RECORDS FOR PROCESSING –
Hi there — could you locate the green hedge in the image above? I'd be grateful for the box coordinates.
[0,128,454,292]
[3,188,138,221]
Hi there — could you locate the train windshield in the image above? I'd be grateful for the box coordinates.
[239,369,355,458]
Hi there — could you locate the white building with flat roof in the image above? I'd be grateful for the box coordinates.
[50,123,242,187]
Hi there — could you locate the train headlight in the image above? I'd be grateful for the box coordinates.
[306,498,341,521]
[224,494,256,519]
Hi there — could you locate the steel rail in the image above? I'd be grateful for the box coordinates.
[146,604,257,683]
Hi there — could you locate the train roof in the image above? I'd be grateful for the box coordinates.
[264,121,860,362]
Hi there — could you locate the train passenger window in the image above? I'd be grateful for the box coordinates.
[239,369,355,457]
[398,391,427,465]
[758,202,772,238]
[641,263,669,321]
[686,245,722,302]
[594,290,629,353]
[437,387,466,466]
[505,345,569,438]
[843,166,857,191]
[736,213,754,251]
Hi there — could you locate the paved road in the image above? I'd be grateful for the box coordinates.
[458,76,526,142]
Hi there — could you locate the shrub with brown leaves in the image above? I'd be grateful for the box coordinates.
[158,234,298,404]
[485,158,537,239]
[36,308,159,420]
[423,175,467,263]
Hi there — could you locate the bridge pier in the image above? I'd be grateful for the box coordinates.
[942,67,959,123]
==
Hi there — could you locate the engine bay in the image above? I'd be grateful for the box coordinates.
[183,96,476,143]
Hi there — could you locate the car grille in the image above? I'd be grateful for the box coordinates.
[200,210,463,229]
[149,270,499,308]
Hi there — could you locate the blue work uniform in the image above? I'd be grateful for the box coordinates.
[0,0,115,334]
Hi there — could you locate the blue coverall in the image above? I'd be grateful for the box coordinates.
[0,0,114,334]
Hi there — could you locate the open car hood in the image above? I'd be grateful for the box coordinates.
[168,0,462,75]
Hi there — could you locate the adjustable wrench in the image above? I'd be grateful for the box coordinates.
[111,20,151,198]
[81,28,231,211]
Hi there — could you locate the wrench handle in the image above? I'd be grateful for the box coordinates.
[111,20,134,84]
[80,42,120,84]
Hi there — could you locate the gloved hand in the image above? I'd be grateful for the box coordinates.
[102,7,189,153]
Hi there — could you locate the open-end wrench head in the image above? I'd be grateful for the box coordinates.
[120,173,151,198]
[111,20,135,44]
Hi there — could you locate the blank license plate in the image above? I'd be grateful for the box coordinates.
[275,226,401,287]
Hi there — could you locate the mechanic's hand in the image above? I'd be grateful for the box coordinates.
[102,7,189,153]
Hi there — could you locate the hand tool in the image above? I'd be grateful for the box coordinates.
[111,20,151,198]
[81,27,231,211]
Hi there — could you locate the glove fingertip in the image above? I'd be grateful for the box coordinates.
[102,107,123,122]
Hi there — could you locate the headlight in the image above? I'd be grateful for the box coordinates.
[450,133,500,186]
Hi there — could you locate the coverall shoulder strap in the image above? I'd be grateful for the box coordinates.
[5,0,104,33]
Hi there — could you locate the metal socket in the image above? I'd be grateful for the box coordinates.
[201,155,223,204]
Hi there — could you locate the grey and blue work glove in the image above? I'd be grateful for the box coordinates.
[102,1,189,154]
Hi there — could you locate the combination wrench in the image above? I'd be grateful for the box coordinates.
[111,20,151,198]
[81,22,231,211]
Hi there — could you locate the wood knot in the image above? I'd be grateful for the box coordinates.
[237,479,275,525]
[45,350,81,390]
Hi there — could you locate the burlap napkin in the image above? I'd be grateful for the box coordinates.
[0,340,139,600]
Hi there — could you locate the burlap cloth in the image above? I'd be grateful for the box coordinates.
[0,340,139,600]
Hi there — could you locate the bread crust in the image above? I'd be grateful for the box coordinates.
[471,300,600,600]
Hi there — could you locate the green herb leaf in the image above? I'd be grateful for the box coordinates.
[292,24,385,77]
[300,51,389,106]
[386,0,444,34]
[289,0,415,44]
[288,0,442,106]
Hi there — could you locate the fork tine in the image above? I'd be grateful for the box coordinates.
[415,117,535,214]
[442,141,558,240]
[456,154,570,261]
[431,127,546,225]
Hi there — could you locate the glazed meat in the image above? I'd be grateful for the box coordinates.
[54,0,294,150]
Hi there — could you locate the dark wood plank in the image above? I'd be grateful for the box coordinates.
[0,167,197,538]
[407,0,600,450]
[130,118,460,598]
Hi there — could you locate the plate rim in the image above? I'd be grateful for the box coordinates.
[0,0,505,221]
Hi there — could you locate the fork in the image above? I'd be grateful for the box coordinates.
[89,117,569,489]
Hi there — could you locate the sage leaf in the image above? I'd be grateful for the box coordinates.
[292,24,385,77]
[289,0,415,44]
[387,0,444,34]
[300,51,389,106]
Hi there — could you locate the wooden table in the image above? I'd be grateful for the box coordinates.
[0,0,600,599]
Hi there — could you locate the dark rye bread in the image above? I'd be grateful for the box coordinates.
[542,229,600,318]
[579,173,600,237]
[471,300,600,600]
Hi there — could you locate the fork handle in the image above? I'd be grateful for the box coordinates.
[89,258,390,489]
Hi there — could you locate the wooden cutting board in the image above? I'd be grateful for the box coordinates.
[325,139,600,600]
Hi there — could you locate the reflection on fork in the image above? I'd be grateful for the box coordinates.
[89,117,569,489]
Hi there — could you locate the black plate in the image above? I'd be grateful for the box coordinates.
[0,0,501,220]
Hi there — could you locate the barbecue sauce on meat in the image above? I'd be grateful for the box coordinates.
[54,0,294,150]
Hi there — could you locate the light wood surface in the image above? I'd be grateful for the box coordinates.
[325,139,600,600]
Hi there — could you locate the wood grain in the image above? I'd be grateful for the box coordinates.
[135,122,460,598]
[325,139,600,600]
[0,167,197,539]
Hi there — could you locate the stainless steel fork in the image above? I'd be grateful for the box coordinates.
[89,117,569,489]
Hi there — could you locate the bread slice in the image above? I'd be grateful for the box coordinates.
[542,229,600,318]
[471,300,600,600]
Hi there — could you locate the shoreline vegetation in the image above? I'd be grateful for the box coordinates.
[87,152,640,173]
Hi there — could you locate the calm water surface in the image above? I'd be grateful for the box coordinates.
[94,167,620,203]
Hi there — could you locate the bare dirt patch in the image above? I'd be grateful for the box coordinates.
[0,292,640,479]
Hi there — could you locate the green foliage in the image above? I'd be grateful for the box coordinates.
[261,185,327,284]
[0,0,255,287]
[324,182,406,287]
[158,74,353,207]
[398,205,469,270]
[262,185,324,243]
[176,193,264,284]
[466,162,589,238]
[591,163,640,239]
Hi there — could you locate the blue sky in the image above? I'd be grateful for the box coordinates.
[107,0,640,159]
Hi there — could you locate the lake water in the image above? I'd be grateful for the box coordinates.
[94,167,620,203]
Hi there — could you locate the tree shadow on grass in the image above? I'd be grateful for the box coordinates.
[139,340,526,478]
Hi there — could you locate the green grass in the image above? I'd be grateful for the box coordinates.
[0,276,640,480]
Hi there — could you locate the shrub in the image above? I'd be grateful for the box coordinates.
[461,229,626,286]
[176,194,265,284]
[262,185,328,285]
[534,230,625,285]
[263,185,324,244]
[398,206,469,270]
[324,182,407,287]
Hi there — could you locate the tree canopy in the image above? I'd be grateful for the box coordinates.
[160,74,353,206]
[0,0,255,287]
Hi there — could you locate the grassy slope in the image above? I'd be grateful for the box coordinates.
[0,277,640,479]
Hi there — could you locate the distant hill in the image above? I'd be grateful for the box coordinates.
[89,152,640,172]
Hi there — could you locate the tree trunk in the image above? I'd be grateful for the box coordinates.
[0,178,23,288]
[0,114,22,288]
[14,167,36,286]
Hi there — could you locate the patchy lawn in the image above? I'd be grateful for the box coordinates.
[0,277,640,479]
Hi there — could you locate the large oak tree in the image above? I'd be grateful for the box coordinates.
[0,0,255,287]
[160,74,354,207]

EXERCISE –
Arrange everything from the line containing "Hi there — could you locate the lake" down to the line containing "[0,276,640,480]" as a two-column CSV with the headers text and answer. Give one row per record, with its text in one quoted field and its answer in the other, and replace any line breaks with spaces.

TASK OUTPUT –
text,answer
"Hi there — could you locate the lake water in the image above? I'd be grateful for the box coordinates.","[94,167,620,203]"
"Hi there — could you locate the tree shadow on grass in the image above? I'd be grateful for the box coordinates.","[139,340,526,478]"
"Hi there — could you locate the green grass in the image above? I'd be grateful for the box coordinates.","[0,276,640,480]"